What is being asked> Output the material beneath exactly, leaving nothing out.

Records for this exercise>
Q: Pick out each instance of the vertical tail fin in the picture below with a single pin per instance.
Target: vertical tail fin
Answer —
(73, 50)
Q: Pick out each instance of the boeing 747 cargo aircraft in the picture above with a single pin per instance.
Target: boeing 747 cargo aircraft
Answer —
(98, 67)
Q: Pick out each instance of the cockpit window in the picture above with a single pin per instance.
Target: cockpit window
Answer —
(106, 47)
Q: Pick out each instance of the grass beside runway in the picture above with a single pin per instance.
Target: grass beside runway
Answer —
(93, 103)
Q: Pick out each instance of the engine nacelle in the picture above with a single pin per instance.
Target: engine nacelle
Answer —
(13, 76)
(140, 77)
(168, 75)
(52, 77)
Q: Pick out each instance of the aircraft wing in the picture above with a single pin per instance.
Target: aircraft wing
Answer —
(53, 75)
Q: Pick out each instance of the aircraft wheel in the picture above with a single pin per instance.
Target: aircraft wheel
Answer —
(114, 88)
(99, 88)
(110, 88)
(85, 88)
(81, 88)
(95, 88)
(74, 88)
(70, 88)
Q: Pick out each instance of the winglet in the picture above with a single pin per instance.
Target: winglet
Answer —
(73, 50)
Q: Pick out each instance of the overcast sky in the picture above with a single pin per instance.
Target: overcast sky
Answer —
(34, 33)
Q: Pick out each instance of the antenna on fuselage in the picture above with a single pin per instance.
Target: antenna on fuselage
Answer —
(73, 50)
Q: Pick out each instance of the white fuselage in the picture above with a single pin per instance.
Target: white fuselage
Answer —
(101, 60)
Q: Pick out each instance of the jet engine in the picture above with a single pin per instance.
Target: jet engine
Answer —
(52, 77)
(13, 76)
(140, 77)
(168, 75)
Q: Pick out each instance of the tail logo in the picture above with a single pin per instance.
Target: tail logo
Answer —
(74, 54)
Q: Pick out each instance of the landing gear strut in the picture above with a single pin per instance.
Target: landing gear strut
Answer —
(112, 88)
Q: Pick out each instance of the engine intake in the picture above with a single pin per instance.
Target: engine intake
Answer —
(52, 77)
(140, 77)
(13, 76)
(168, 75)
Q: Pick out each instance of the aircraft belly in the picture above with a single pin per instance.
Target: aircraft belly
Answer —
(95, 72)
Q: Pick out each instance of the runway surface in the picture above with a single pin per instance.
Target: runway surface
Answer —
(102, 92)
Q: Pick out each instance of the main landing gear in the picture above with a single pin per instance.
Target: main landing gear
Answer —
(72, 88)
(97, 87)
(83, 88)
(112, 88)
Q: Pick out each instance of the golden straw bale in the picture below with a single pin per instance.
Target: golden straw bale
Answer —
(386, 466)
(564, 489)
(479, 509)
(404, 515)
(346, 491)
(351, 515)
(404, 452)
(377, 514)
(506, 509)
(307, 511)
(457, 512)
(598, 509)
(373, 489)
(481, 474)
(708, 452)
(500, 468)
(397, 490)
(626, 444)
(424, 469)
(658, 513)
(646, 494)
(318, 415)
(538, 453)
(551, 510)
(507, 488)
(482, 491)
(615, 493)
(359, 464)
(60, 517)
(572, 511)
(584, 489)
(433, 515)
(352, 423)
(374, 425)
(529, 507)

Complete output>
Q: Pick out each instance of the vertical tail fin in the picture below with a single pin per instance.
Target: vertical tail fin
Answer —
(73, 50)
Q: Pick out each instance of the boeing 747 cargo aircraft in the picture above with a single pin per instance.
Target: boeing 747 cargo aircraft
Answer —
(98, 67)
Q: Pick out each instance of the cockpit window in the picture above with a single pin per instance.
Target: cockpit window
Answer —
(106, 47)
Q: Pick out each instance of the grass beside runway in the picture above with a single pin per instance.
Target: grass beside runway
Answer —
(93, 103)
Q: Pick out each instance of the engine nacelle in the picture above with a single pin per instance.
Target: engine nacelle
Answer —
(13, 76)
(140, 77)
(168, 75)
(52, 77)
Q: Pick out each instance of the aircraft wing in the picture above with a single pin per instance.
Target: aircraft wing
Answer —
(53, 75)
Q: Pick out each instance of the aircraft wheel in the picture above with a single pin per instance.
Target: aircraft wheel
Answer —
(114, 88)
(99, 88)
(110, 88)
(85, 88)
(81, 88)
(95, 88)
(74, 88)
(70, 88)
Q: Pick out each instance of the winglet in the picture above with a single pin per instance.
Target: winglet
Answer —
(73, 50)
Q: Pick out each instance of the overcast sky in the picture above with a single pin per instance.
Target: overcast sky
Answer —
(34, 33)
Q: Pick out each instance of the antenna on fuselage in the picture above with a single pin per instance.
Target: antenna on fuselage
Answer —
(73, 50)
Q: Pick out each instance of the white fuselage in the picture above with a single pin per instance.
Target: white fuselage
Answer —
(101, 60)
Q: Pick out each instance of the jet engine in the picture above with a single pin per instance.
Target: jet engine
Answer —
(52, 77)
(13, 76)
(140, 77)
(168, 75)
Q: Pick out each instance of the tail logo in the picture above with a single pin per instance.
Target: tail logo
Answer —
(74, 54)
Q: Pick out each instance of the landing gear strut in the picture above with a single pin per instance.
Target: landing gear strut
Answer —
(112, 88)
Q: Pick out each instance of the engine intake in the picture above with a single pin per instance.
Target: engine intake
Answer —
(52, 77)
(140, 77)
(13, 76)
(168, 75)
Q: Pick out each instance of the aircraft belly in the picture above with a single pin per instance.
Target: aircraft belly
Answer —
(95, 72)
Q: Pick out each instance of the runway surface in the picture above with a single pin per instance.
Target: runway surface
Answer —
(102, 92)
Q: Pick out each instance of the main landing gear in the picture above with a single pin per instance.
Target: main landing gear
Answer —
(72, 88)
(97, 87)
(83, 88)
(112, 88)
Q: Pick out each instance of the golden straw bale in the picture below with a single pin per instance.
Target: golden straw bale
Answer —
(386, 466)
(564, 489)
(479, 509)
(404, 515)
(346, 491)
(351, 515)
(404, 452)
(377, 514)
(506, 509)
(307, 511)
(457, 512)
(598, 509)
(373, 489)
(481, 474)
(708, 452)
(500, 468)
(397, 490)
(626, 444)
(424, 469)
(658, 513)
(646, 494)
(318, 415)
(538, 453)
(551, 510)
(507, 488)
(482, 491)
(615, 493)
(359, 464)
(60, 517)
(572, 511)
(584, 489)
(433, 515)
(352, 423)
(374, 425)
(529, 507)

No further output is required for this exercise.